:: ФРАГМЕНТ ТЕКСТА ::
━━━━━━━━
Шрифт:
Закладка:
6 сентября Вайгель предупредил Коля, что советские требования достигают по меньшей мере 18,5 млрд немецких марок. А он считал, что выплата даже 6 млрд немецких марок приведет к предельному напряжению федерального бюджета[726]. Канцлер взял дело в свои руки и позвонил Горбачеву в десять часов утра следующего дня. Это был их первый разговор после Архыза. Коль начал с нескольких лирических слов об их саммите и его позитивной и конструктивной атмосфере. Он также подтвердил свою общую приверженность сотрудничеству и, в частности, «большому договору» между их двумя странами, который, как он надеялся, будет подписан вскоре после 3 октября. Придав разговору теплоту, Коль взялся за настоящее яблоко раздора. Он предложил максимум 8 млрд немецких марок на вывод войск (на 2 млрд больше, чем, по словам Вайгеля, было возможно). Чтобы обеспечить себе некоторое пространство для маневра, он также пообещал использовать свой голос в предстоящих дискуссиях с западными партнерами о многосторонней помощи СССР[727].
Горбачев не принял ничего из этого. Бонн, по его словам, не испытывает недостатка в деньгах. Он настаивал, что не «просит о подаянии» (очевидно, беспокоясь о потерях для статуса СССР), но отверг предложение Коля о 8 млрд как «тупиковое» – это подрывало все, чего они достигли вместе, – и посетовал, что чувствует, будто «попал в ловушку». Коль отверг обвинение Горбачева и сказал, что они не могут так вести разговор: надо придерживаться реалий. Не сумев решить вопросы в ходе сорокаминутной телефонной беседы, они договорились вернуться к ним на следующей неделе[728]. В выходные дни Коль лихорадочно работал со своими советниками, пытаясь выжать немного больше денег[729]. В понедельник, 10-го, он снова торговался с Горбачевым, предлагая 11–12 млрд, в то время как Горбачев требовал 15–16 млрд. В конце концов они остановились на 12 млрд марок плюс к этому о беспроцентном кредите в размере 3 млрд. «Я жму вашу руку», – сказал Горбачев по телефону. Сделка была заключена[730].
Этот бешеный торг расчистил путь для подписания договора «2+4» в Москве два дня спустя, 12 сентября. В соглашении подчеркивался особый статус территории бывшей Восточной Германии на неопределенный срок. В нем указывалось, что никакие иностранные вооруженные силы и ядерное оружие не должны размещаться или развертываться в новых землях даже после 1994 г.[731] В результате на следующий день после этого Геншер и Шеварднадзе смогли подписать германо-советское соглашение о добрососедстве. Бонн был полон решимости завершить это до заключения аналогичного соглашения между Советским Союзом и Францией. Германский пакт запрещал взаимную агрессию, призывал к проведению ежегодных саммитов и расширению торговли, путешествий и научного сотрудничества. Детали еще не были оговорены, и поэтому договор носил в значительной степени символический характер. Обе стороны, очевидно, хотели в этот момент обнародовать его вместе с документом «2+4», а также отметить таким образом 35-ю годовщину восстановления отношений между СССР и ФРГ после Второй мировой войны 13 сентября 1955 г.
━━━━━━━━
:: ВОПРОСЫ И ЗАДАНИЯ ::
1/ Ответьте на вопросы по отрывку о переговорах Коля и Горбачева.
(а) Какую максимальную сумму на вывод войск Коль предложил в первом телефонном разговоре после Архыза?
(б) На какой сумме и каком кредите стороны в итоге сошлись?
(в) Где и когда был подписан договор «2+4»?
2/ Пожалуйста, напишите продолжение отрывка о переговорах Коля и Горбачева, начиная после его последнего предложения.

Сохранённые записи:
━━━━━━━━
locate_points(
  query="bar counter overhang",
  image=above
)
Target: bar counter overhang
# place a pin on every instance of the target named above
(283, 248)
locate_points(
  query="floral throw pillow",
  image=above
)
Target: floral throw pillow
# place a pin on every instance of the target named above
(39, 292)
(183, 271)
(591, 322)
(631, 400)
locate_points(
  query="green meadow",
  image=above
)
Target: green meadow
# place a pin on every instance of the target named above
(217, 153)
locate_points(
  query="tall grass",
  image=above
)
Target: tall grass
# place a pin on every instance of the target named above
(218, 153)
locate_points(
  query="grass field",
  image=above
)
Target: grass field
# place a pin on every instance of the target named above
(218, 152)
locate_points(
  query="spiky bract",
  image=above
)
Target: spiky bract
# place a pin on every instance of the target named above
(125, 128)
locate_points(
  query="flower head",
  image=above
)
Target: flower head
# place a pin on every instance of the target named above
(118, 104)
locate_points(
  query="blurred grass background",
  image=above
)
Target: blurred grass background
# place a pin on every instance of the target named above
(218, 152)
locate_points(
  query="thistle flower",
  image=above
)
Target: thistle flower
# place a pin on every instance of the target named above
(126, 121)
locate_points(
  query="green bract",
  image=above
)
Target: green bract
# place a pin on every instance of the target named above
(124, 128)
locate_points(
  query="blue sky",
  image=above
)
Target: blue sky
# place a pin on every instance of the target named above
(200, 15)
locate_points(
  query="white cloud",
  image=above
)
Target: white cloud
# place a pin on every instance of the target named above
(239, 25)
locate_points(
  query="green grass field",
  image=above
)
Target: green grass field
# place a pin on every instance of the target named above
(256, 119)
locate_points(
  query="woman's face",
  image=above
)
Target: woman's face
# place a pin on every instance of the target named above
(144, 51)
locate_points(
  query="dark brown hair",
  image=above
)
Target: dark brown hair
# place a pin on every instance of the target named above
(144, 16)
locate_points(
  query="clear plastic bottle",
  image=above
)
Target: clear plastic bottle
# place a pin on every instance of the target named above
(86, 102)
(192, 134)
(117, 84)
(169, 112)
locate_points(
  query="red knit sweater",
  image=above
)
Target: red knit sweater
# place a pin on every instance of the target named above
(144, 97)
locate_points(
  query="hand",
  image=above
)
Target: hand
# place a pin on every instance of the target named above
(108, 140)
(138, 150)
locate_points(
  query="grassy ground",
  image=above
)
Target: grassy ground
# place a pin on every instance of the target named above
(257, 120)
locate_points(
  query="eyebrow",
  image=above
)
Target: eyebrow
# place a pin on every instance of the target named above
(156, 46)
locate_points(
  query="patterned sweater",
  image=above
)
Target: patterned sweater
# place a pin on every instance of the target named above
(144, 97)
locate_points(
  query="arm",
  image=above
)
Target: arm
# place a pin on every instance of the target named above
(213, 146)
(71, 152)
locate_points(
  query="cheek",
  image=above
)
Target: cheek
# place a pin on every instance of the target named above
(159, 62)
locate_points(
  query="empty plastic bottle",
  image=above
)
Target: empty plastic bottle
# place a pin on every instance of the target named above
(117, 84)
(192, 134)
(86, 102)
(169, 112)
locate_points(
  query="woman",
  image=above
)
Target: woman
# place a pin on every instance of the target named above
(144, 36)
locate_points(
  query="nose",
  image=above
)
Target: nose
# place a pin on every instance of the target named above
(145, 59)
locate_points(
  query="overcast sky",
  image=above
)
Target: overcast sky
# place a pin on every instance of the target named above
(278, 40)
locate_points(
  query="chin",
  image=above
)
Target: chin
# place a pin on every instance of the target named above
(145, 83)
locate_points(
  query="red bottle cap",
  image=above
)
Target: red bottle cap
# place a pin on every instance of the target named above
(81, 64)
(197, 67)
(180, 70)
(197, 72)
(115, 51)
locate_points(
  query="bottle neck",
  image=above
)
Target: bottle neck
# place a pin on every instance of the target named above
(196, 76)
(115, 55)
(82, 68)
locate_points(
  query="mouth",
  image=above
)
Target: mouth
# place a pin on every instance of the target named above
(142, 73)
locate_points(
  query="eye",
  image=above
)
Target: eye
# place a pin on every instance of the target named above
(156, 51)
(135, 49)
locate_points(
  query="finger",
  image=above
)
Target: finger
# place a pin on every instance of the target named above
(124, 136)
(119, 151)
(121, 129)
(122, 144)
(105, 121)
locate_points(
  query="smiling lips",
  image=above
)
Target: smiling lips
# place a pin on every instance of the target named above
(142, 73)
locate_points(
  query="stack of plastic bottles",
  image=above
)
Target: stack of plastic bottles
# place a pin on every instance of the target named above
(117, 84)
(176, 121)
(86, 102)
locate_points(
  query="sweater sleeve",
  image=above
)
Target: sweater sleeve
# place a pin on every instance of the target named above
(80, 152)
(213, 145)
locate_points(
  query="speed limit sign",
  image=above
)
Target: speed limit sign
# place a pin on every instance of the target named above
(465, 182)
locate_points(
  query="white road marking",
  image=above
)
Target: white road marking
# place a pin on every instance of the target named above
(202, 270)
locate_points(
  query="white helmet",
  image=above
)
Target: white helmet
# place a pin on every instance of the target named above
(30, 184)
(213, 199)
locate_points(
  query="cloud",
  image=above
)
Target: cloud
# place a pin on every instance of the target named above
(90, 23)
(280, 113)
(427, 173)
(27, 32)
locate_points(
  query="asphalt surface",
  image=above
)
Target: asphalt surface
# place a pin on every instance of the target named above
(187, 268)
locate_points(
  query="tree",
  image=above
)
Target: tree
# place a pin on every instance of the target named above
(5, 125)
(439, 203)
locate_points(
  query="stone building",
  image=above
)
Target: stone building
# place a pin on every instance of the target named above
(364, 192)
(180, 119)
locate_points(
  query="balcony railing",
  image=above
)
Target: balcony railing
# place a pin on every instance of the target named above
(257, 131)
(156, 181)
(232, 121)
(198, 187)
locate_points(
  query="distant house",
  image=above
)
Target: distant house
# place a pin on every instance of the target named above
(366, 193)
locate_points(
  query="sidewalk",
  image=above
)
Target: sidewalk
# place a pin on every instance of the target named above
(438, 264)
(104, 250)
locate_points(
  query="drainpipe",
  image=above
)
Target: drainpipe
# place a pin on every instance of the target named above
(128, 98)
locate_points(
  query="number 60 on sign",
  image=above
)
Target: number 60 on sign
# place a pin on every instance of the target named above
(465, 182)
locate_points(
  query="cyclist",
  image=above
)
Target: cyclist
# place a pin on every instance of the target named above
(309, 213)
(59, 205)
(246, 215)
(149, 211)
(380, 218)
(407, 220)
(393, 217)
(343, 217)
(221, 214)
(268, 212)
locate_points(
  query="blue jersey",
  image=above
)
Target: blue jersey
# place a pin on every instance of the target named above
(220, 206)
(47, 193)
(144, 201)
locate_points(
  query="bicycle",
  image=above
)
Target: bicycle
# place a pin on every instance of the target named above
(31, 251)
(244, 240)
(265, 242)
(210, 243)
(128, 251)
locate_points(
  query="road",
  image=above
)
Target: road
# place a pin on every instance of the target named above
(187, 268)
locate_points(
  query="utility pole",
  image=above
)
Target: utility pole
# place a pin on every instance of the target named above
━━━━━━━━
:: ОТВЕТЫ ::
1/
(а) Максимум 8 млрд немецких марок.
(б) На 12 млрд марок и беспроцентном кредите в размере 3 млрд.
(в) В Москве, 12 сентября.

2/
Другими словами, начиналась новая эра, и, осознавая это, два министра иностранных дел буквально сияли. «Договор ведет обе наши страны в двадцать первый век, отмеченный ответственностью, доверием и сотрудничеством», – заявил Геншер, в то время как Шеварднадзе назвал его «историческим документом по духу и содержанию». Он добавил: «Теперь мы можем с полным правом сказать, что послевоенная эпоха закончилась. Мы удовлетворены тем, что Федеративная Республика и мы снова выступаем в качестве партнеров. Это великая вещь»[732].
В этом ключе 1 октября 1990 г. в Нью-Йорке – на полях встречи министров иностранных дел СБСЕ – Четыре державы официально объявили о приостановлении использования своих особых прав и обязанностей в отношении Германии и Берлина, оставив две Германии полностью суверенными. Они объединились два дня спустя. Геншер заявил: «Мы, немцы, объединяемся в счастье и благодарности, а не в националистическом изобилии. По такому случаю светлые и темные главы нашей истории являются поводом для размышлений, размышлений о том, что было сделано во имя Германии. Это больше не повторится. Мы чтим память всех жертв войны и тоталитаризма».
Бейкер завершил это, сказав, что СБСЕ вернуло человечность всем европейцам, и поэтому теперь «начинается новая эра – для Германии, Европы и всего мира»[733].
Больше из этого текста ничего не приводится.